The line containing "For every instance of the blurred" marks where to begin. Write out that line and every line after it exactly, through the last line below.

### Data for review ###

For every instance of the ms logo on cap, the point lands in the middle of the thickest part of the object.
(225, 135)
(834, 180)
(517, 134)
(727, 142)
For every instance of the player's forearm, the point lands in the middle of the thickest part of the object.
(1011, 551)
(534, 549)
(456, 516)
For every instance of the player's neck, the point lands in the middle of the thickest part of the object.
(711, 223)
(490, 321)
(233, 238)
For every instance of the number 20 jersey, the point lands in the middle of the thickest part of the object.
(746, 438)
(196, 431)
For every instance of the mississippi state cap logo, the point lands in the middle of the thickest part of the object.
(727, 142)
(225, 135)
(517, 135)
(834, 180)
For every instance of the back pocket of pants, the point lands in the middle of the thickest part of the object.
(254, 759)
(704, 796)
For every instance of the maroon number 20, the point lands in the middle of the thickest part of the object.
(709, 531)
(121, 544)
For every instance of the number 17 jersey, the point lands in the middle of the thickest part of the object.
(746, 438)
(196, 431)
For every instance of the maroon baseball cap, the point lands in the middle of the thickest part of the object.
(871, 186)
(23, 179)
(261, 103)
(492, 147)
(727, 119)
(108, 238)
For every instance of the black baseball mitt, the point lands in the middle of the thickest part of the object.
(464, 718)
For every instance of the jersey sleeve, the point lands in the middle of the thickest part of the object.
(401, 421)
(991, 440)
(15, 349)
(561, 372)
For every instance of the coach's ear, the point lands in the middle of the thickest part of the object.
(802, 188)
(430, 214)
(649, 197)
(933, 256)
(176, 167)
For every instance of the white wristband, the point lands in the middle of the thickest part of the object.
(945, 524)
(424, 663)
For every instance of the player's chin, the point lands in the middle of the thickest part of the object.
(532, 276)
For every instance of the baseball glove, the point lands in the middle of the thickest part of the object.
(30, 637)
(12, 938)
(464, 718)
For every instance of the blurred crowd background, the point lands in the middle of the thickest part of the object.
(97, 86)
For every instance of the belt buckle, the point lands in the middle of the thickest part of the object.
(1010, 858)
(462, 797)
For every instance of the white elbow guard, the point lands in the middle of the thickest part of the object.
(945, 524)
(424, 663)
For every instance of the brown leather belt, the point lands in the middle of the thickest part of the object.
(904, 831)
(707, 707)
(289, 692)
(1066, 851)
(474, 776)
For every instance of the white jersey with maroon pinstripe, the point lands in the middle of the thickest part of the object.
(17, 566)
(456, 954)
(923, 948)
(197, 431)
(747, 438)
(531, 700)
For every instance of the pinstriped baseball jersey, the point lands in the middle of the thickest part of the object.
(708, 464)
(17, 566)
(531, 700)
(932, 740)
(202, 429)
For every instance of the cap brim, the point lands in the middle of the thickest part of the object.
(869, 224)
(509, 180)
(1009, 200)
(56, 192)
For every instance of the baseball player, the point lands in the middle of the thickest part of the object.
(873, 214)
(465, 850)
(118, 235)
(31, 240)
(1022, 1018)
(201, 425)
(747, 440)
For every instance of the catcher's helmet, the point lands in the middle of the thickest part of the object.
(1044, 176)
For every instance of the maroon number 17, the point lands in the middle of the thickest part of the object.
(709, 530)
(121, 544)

###

▶ Expected output:
For every instance of the blurred crowd background, the point lands in the middle of the thickest part of the object.
(97, 86)
For every instance of the belt buckle, the point lands in the middle of the thickest part of the object.
(1010, 858)
(462, 797)
For every instance of the white elbow guard, the point lands in the middle of the thickest part of the object.
(945, 524)
(424, 663)
For every instance of the brown leather belt, the point lands in the middle of the thickest part of the object.
(904, 831)
(707, 707)
(289, 692)
(1066, 851)
(474, 776)
For every instance of the white jersey with maroon pinstripe, the point lands in the middle of the thickest part of the object.
(17, 566)
(456, 954)
(923, 948)
(197, 431)
(747, 438)
(531, 700)
For every instance of the pinstriped baseball jersey, the point lands in the middle of the thickest part of the object.
(708, 464)
(17, 566)
(531, 700)
(932, 740)
(202, 429)
For every instance of the cap brim, the point lands in the middle of the thickest part of the object.
(869, 224)
(509, 180)
(1009, 200)
(56, 192)
For every instance of the baseball player, the point lands in the middle of the thickest part of the object.
(873, 214)
(465, 850)
(118, 235)
(31, 240)
(1022, 1018)
(201, 425)
(747, 440)
For every instance of the catcher's helmet, the point lands in the middle of the thickest part of the object.
(1044, 176)
For every instance of the maroon number 17, the point lands in the middle of the thickest part of the object.
(709, 530)
(121, 544)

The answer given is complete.